• AIM 1: According to the text on the 1920 Olympic women's tennis singles, who won the bronze-medal match?
• AIM 2: Carry on the text about the 1920 Olympic women's tennis singles from where it stops.

• DOCUMENT SEGMENT:

·····

The women's singles was a tennis event held as part of the Tennis at the 1920 Summer Olympics programme. A total of 18 players from 7 nations competed in the event, which was held from 16 to 24 August 1920 at the Beerschot Tennis Club. The event was won by Suzanne Lenglen of France, defeating Dorothy Holman of Great Britain in the final. It was the second consecutive victory for a French woman, with Marguerite Broquedis winning the pre-war 1912 tournament. Kathleen McKane Godfree of Great Britain defeated Sigrid Fick of Sweden in the bronze-medal match.

Lenglen's victory was comprehensive, as she lost only 4 games in her 5 matches (1 to Fick in the semifinals, 3 to Holman in the final).

==Background==

This was the fourth appearance of the women's singles tennis. A women's event was held only once during the first three Games (only men's tennis was played in 1896 and 1904), but has been held at every Olympics for which there was a tennis tournament since 1908. Tennis was not a medal sport from 1928 to 1984, though there were demonstration events in 1968 and 1984.

France's Suzanne Lenglen was the "dominant women's player in the world, and considered by some as the greatest female player of all time." She highlighted a strong field, including top British players Dorothy Holman and Kathleen McKane Godfree. Absent were Molla Mallory (a bronze medalist for Norway in 1912 who had emigrated to the United States; in 1921, she would be the only woman to beat Lenglen post-war), Dorothea Douglass Lambert Chambers of Great Britain (the 1908 Olympic gold medalist and seven-time Wimbledon winner, who had reached the Wimbledon finals in 1919 and 1920, losing both to Lenglen), and Elizabeth Ryan of the United States (long-time doubles partner of Lenglen, who would reach the 1921 Wimbledon singles final against her).

·····

• RECORD EXTRACTS:
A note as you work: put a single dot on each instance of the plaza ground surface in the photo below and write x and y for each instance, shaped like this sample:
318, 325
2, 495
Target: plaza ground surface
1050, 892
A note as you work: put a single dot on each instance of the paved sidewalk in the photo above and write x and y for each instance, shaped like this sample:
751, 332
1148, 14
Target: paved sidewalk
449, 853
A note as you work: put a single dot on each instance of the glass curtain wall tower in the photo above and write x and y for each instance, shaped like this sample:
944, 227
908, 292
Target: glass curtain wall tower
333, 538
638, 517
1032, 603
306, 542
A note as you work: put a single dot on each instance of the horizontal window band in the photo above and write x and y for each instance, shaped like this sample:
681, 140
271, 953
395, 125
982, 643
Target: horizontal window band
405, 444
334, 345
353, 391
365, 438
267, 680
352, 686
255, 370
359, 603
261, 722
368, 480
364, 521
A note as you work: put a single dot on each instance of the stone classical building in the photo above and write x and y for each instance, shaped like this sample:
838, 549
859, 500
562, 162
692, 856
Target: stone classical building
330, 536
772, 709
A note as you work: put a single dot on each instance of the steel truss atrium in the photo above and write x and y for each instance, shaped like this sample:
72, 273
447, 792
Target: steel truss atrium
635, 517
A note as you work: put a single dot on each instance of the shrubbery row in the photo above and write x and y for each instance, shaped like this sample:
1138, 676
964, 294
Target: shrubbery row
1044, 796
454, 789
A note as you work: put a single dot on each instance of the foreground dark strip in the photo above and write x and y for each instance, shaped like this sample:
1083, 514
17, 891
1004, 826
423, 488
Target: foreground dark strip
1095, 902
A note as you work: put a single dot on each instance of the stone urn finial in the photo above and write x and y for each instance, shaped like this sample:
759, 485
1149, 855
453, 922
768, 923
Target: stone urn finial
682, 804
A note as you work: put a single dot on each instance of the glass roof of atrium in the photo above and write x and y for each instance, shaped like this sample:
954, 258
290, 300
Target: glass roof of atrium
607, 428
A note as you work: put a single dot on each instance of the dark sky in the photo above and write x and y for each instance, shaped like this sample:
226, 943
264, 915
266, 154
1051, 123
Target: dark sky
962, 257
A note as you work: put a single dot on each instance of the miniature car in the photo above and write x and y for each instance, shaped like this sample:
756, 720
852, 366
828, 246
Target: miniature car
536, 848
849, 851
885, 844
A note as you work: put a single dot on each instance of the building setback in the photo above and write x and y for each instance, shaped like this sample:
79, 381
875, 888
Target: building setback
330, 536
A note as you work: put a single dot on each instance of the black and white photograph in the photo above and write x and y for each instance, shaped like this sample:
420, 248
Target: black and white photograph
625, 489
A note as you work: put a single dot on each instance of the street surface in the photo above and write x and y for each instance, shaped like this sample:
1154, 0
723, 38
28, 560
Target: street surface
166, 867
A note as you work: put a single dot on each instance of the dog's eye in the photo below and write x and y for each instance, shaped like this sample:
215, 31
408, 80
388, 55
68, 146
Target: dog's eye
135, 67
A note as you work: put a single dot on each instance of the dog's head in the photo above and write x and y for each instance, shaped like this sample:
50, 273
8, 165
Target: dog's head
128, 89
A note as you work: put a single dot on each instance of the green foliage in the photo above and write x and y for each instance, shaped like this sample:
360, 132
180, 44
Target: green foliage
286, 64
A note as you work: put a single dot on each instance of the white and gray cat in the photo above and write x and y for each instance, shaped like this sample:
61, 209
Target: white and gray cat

·····

• RESPONSE 1: Kathleen McKane Godfree of Great Britain, who beat Sigrid Fick of Sweden.

• RESPONSE 2:
Belgium, Denmark, and Italy each made their debut in the event. France and Great Britain each made their third appearance, tied for most among nations to that point.

==Competition format==

The competition was a single-elimination tournament with a bronze-medal match. All matches were best-of-three sets.

==Schedule==

| Date | Time | Round |
|---|---|---|
| Monday, 16 August 1920 |  | Round of 32 |
| Tuesday, 17 August 1920 Wednesday, 18 August 1920 |  | Round of 16 |
| Thursday, 19 August 1920 Friday, 20 August 1920 Saturday, 21 August 1920 Sunday, 22 August 1920 Monday, 23 August 1920 |  | Quarterfinals Semifinals |
| Tuesday, 24 August 1920 |  | Bronze medal match Final |

==Sources==
- Belgium Olympic Committee (1957). "Olympic Games Antwerp 1920: Official Report"
- Wudarski, Pawel (1999). "Wyniki Igrzysk Olimpijskich"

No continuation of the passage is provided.